Problem 1> Gather every line of the records that contains the string "shoe", treating uppercase and lowercase as different.
···
Customer Segmentation Project — Final Report
Objective
The goal of this project was to segment mall customers into meaningful groups based on their demographic and spending behavior. This enables the business to better understand its customer base, design targeted marketing strategies, and optimize resource allocation.
________________________________________
Data Overview
•Dataset size: 200 customers
•Features used:
oAge
oAnnual Income (k$)
oSpending Score (1-100)
oGender (encoded)
________________________________________
Exploratory Data Analysis (EDA)
•Age: Mostly between 20–50 years old.
•Annual Income: Broad range, concentrated around 40–70k$.
•Spending Score: Well distributed from low to high spenders.
•Gender: Balanced distribution between Male and Female.
•Correlation analysis showed weak correlation between Income and Spending Score, which supports clustering (no clear linear relationship).
________________________________________
? Models Applied
1.KMeans Clustering
oTested values of k from 2 to 15.
oSilhouette Score was highest for k=10 (0.42).
oClear but sometimes forced partitions.
2.Hierarchical Clustering
oTried k=6 and k=10.
oClusters were interpretable but less compact compared to KMeans.
3.DBSCAN (Density-Based Clustering)
oDetected 9 clusters + noise (-1) automatically.
oSilhouette Score = 0.54, better than KMeans.
oAdvantage: No need to predefine k, and it identifies outliers naturally.
________________________________________
Final Decision
•DBSCAN was chosen as the final model.
•Reasoning:
oHigher Silhouette Score (0.54).
oNatural detection of outliers (customers that don’t belong to any cluster).
oFlexibility in capturing irregular-shaped clusters.
________________________________________
Business Insights
•High-income, high-spending cluster → Potential VIP customers → Target with loyalty programs.
···
Problem 2> Duplicate the customer segmentation report word for word, from "oClusters were interpretable" to "Silhouette Score (0.54).".

Record list>
···
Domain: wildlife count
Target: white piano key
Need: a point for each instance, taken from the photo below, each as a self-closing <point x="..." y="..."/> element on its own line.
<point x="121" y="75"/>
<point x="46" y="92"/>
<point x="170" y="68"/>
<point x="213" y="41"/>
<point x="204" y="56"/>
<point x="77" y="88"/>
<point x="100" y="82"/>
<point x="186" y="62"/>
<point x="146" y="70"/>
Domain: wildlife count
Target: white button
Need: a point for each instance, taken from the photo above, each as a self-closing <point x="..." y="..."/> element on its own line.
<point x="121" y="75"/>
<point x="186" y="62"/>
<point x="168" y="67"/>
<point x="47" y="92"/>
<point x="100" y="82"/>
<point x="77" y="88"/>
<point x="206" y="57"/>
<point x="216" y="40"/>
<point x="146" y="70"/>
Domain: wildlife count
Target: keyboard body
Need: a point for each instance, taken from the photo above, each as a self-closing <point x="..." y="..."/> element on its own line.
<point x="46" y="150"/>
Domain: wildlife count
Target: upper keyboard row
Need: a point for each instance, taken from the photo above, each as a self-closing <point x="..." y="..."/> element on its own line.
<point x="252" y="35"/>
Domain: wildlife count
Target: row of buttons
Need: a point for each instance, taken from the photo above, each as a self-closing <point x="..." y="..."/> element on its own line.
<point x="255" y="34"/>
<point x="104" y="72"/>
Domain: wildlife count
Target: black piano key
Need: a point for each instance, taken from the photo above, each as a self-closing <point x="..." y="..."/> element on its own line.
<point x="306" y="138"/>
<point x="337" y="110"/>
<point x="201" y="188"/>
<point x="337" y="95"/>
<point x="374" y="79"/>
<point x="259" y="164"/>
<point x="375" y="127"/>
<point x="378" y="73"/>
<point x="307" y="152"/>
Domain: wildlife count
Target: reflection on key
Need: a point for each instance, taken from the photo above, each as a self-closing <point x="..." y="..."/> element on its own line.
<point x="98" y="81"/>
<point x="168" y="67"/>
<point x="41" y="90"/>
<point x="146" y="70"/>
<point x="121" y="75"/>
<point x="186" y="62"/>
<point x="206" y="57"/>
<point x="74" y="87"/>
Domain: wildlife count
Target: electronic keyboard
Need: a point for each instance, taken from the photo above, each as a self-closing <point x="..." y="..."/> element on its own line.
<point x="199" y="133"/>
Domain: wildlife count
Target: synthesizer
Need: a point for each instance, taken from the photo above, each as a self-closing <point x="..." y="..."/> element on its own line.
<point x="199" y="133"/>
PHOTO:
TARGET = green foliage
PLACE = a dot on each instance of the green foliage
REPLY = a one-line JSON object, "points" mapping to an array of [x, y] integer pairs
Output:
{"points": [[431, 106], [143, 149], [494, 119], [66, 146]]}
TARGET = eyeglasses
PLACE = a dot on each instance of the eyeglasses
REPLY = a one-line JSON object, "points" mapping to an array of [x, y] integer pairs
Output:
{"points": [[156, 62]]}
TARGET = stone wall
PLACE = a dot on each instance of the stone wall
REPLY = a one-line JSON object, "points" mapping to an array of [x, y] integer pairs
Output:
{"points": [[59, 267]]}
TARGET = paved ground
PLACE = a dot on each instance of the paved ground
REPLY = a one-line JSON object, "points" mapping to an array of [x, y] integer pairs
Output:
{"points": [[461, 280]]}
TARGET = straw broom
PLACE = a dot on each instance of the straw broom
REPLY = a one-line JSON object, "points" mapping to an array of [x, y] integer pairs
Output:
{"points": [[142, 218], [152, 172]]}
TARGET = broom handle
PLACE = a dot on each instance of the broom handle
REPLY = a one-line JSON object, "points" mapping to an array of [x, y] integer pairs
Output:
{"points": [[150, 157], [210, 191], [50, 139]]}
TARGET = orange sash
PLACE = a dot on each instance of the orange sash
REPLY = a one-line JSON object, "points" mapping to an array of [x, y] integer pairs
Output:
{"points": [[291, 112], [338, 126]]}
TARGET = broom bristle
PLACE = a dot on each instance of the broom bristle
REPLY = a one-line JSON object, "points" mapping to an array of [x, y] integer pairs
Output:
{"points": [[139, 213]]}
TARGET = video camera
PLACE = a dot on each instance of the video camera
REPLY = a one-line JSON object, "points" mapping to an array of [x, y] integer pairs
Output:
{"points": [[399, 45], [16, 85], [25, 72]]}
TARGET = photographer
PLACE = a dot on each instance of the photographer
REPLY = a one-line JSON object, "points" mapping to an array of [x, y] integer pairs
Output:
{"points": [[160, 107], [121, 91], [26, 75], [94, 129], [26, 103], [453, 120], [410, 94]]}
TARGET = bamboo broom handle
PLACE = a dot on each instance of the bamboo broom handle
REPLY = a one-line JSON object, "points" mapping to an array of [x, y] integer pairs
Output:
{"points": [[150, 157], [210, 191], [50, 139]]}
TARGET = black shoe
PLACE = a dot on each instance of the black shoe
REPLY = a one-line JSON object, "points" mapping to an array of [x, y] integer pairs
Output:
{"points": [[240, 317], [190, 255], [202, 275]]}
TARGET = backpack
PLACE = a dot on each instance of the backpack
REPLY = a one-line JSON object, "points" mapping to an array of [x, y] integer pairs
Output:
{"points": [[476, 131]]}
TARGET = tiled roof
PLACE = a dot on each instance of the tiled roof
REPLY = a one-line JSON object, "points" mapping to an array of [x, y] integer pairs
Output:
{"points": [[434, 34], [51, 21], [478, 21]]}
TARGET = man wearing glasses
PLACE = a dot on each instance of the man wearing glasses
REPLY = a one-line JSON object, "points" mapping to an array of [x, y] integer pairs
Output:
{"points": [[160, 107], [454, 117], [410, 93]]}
···
Task result 1>
TARGET = black shoe
PLACE = a dot on each instance of the black shoe

Task result 2>
oClusters were interpretable but less compact compared to KMeans.
3.DBSCAN (Density-Based Clustering)
oDetected 9 clusters + noise (-1) automatically.
oSilhouette Score = 0.54, better than KMeans.
oAdvantage: No need to predefine k, and it identifies outliers naturally.
________________________________________
Final Decision
•DBSCAN was chosen as the final model.
•Reasoning:
oHigher Silhouette Score (0.54).